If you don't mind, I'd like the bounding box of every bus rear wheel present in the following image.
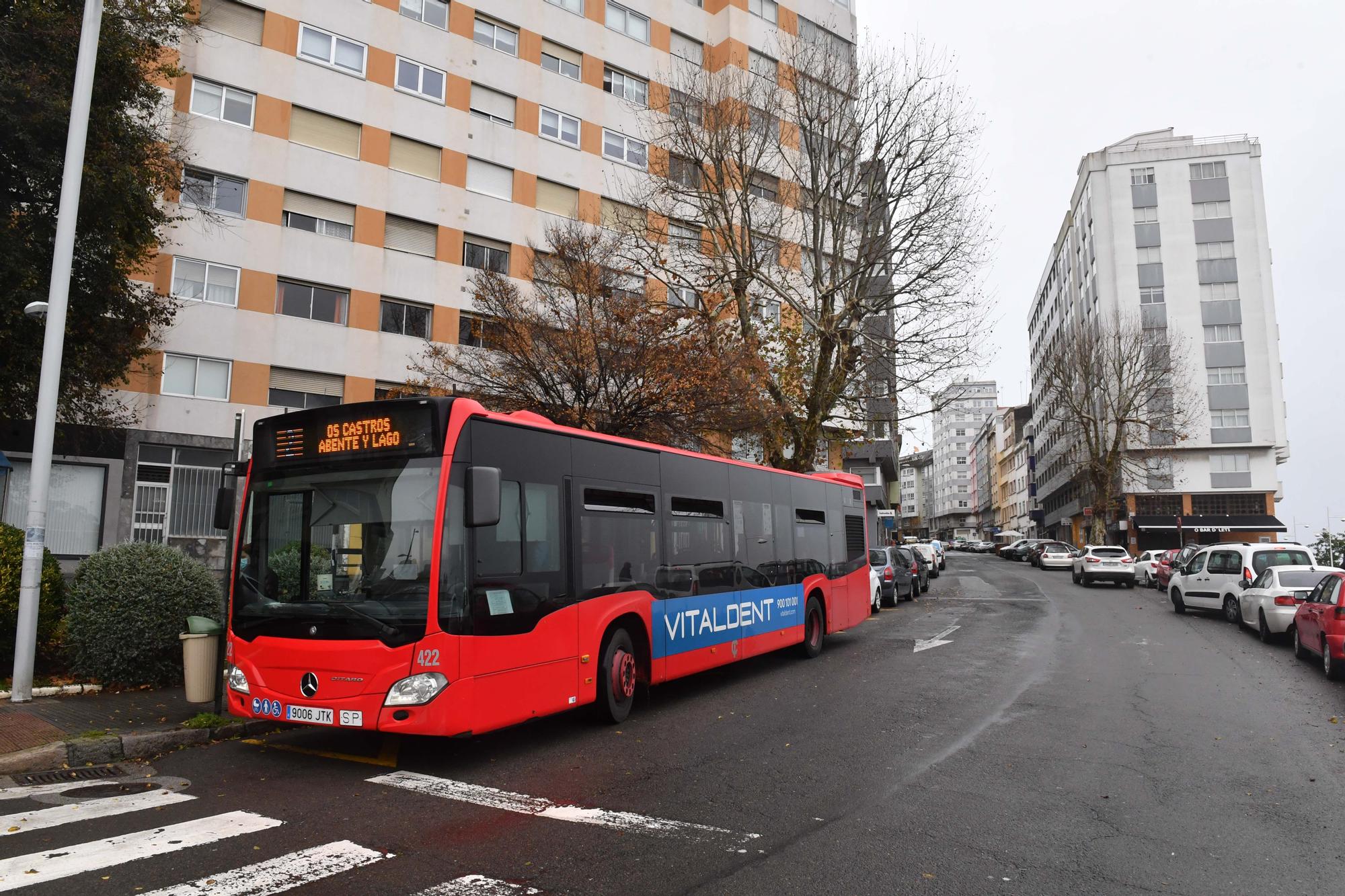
[803,598,826,659]
[596,628,639,725]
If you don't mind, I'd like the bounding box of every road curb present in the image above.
[0,719,282,775]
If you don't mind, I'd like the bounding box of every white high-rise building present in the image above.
[1028,128,1289,551]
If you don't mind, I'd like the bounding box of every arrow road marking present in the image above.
[915,626,962,654]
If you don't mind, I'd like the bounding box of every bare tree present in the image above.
[412,222,759,450]
[1033,316,1201,544]
[605,30,987,470]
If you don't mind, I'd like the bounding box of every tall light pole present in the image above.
[9,0,102,704]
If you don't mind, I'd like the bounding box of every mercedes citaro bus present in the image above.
[221,398,869,735]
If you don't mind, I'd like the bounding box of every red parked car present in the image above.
[1294,573,1345,678]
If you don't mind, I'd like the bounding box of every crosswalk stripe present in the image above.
[145,840,393,896]
[0,790,196,837]
[369,771,760,842]
[0,811,282,892]
[414,874,542,896]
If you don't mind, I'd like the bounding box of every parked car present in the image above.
[869,548,915,607]
[1037,541,1075,569]
[1072,545,1135,588]
[905,541,939,579]
[1294,572,1345,678]
[1237,567,1342,643]
[1167,541,1313,623]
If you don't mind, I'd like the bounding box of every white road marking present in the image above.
[369,771,761,842]
[915,626,962,654]
[145,840,393,896]
[0,790,196,837]
[416,874,542,896]
[0,811,282,892]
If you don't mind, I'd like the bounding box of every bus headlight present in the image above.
[225,663,249,694]
[383,673,448,706]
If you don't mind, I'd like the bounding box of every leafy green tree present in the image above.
[0,0,191,425]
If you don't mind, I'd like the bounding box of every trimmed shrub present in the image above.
[66,542,219,685]
[0,524,66,667]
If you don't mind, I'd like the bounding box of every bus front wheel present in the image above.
[596,628,639,725]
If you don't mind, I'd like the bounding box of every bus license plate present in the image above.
[285,705,332,725]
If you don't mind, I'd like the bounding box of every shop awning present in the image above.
[1135,514,1289,533]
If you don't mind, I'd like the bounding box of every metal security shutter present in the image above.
[383,215,438,258]
[270,367,346,398]
[472,83,515,124]
[387,133,443,180]
[289,106,359,159]
[537,177,580,218]
[285,190,355,227]
[200,0,266,46]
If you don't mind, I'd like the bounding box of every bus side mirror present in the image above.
[467,467,500,529]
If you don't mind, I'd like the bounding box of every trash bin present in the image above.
[178,616,223,704]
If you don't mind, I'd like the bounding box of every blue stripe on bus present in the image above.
[651,585,803,659]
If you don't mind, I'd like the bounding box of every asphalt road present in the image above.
[0,553,1345,896]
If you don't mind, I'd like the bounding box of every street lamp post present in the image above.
[9,0,102,704]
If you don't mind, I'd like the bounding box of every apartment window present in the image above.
[463,235,508,274]
[172,258,238,307]
[472,16,518,56]
[537,106,580,147]
[299,24,367,78]
[1205,367,1247,386]
[276,280,350,325]
[603,128,650,171]
[200,0,266,46]
[191,78,257,128]
[280,190,355,239]
[469,83,518,128]
[397,56,448,102]
[387,133,444,180]
[266,367,346,410]
[607,0,650,43]
[542,40,584,81]
[1209,455,1252,473]
[668,31,705,66]
[1190,161,1228,180]
[537,177,580,218]
[378,298,430,339]
[748,0,780,24]
[668,286,701,309]
[603,66,650,106]
[289,106,359,159]
[1200,281,1237,301]
[160,352,233,401]
[1209,407,1251,429]
[182,168,247,218]
[402,0,448,31]
[1190,199,1233,220]
[467,157,514,202]
[383,215,438,258]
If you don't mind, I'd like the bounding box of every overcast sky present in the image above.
[858,0,1345,538]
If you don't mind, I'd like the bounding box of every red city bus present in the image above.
[226,398,869,735]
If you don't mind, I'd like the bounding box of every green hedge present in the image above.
[0,524,66,667]
[66,542,219,685]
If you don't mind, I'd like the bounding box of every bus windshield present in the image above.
[231,458,440,646]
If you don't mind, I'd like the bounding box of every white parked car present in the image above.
[1237,567,1341,643]
[1073,545,1135,588]
[1167,541,1326,623]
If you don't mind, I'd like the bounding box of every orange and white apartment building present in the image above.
[0,0,855,568]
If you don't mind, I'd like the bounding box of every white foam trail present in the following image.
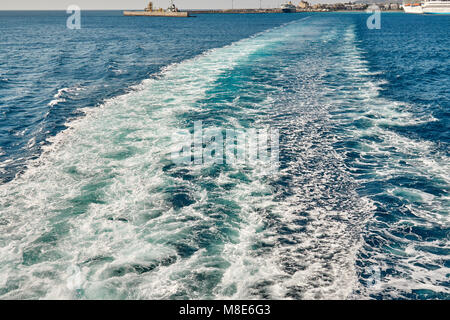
-=-=-
Direction:
Omit every picture while copying the listing above exactly.

Solution:
If you don't mind, I'd like the bounding box of every bus rear wheel present in the following image.
[803,598,826,659]
[596,628,639,725]
If you don't mind, I'd like the bounding box of every road curb present in the image above.
[0,719,282,775]
If you don't mind, I'd like the bounding box of every white high-rise building present in the image above.
[1028,128,1289,551]
If you don't mind, I'd like the bounding box of every arrow road marking present in the image above.
[915,626,962,654]
If you don't mind, I'd like the bounding box of every bare tree present in the image above.
[412,222,759,450]
[1033,316,1201,544]
[605,30,987,470]
If you don't mind, I'd like the bounding box of every tall light pole present in the image above.
[9,0,102,704]
If you don't mind, I'd like the bounding box of every mercedes citaro bus present in the image above.
[221,398,869,735]
If you don't mind, I'd like the bounding box of every red parked car present in the image above.
[1294,573,1345,678]
If you don't mind, I'd like the bounding box of every crosswalk stripe present in the image above.
[145,840,393,896]
[0,790,196,837]
[369,771,760,842]
[0,811,282,892]
[414,874,542,896]
If you don't mind, I'd like the bounding box of every parked car present in the image above.
[869,548,915,607]
[1037,541,1075,569]
[1072,545,1135,588]
[905,541,939,579]
[1294,572,1345,678]
[1237,567,1342,643]
[1167,541,1313,623]
If you don't mind, I'd like the bounding box of every white road marking present in the image above.
[369,771,761,842]
[915,626,962,654]
[145,840,393,896]
[0,790,196,837]
[416,874,542,896]
[0,811,282,892]
If you don't mind, I'd like the bounding box of every bus headlight present in the image above.
[225,663,249,694]
[383,673,448,706]
If you don't mind, I'd like the bounding box of every leafy green tree present in the image above.
[0,0,191,425]
If you don't mind, I'd like the bounding box of every trimmed shrub present in the image above.
[66,542,219,685]
[0,524,66,667]
If you don't mind, I'd like the bounding box of every bus front wheel present in the image above.
[596,628,639,725]
If you don't mind, I'd like the bounding box of every bus license plate present in the image above.
[285,705,332,725]
If you don't mind, I'd like the bounding box of every shop awning present in the image above.
[1135,514,1289,533]
If you don't mind, I'd like the bounding box of every metal security shutter present in the image above.
[383,215,438,258]
[270,367,346,398]
[472,83,515,124]
[387,133,443,180]
[289,106,359,159]
[537,177,580,218]
[285,190,355,227]
[200,0,266,46]
If you don't mind, I'd like the bounding box of every bus side mirror present in the image above.
[467,467,500,529]
If you don't mind, I'd like the bounding box of every trash bin present in the image above.
[178,616,223,704]
If you don't mind, I'd like the bounding box of every blue stripe on bus present in the image above.
[651,585,803,659]
If you don't mind, I'd like the bounding box of every asphalt road present in the image above.
[0,553,1345,896]
If you don't mind, I'd like the bounding box of every street lamp post present in the image above.
[9,0,102,704]
If you don't mind, I'd like the bounding box of every apartment window present in the image above.
[463,235,508,274]
[172,258,238,307]
[472,16,518,56]
[537,106,580,147]
[299,24,367,78]
[1205,367,1247,386]
[276,280,350,325]
[603,128,650,171]
[200,0,266,46]
[191,78,257,128]
[280,190,355,239]
[469,83,518,128]
[397,56,448,102]
[387,133,444,180]
[266,367,346,410]
[607,0,650,43]
[542,40,584,81]
[1209,455,1252,473]
[668,31,705,66]
[1190,161,1228,180]
[537,177,580,218]
[378,298,430,339]
[748,0,780,24]
[668,286,701,309]
[603,66,650,106]
[289,106,359,159]
[1200,281,1237,301]
[160,352,233,401]
[1209,407,1251,429]
[182,168,247,218]
[402,0,448,31]
[1190,199,1233,220]
[467,157,514,202]
[383,215,438,258]
If you don't mind, I'd like the bounding box of every overcast sky present in the image above.
[858,0,1345,538]
If you don't mind, I'd like the bounding box of every red city bus present in the image above.
[226,398,869,735]
If you don't mind, I'd like the bounding box of every green hedge present in the image above.
[0,524,66,667]
[66,542,219,685]
If you don't mind, I'd like the bounding box of every bus windshield present in the image above.
[231,458,440,646]
If you don't mind, I'd like the bounding box of every white parked car present in the image above.
[1237,567,1341,643]
[1073,545,1135,588]
[1167,541,1326,623]
If you don't mind, I'd like the bounding box of every orange and white apartment building present in the image above.
[0,0,855,568]
If you don't mind, I'd like the bounding box of every white foam trail present in the following image.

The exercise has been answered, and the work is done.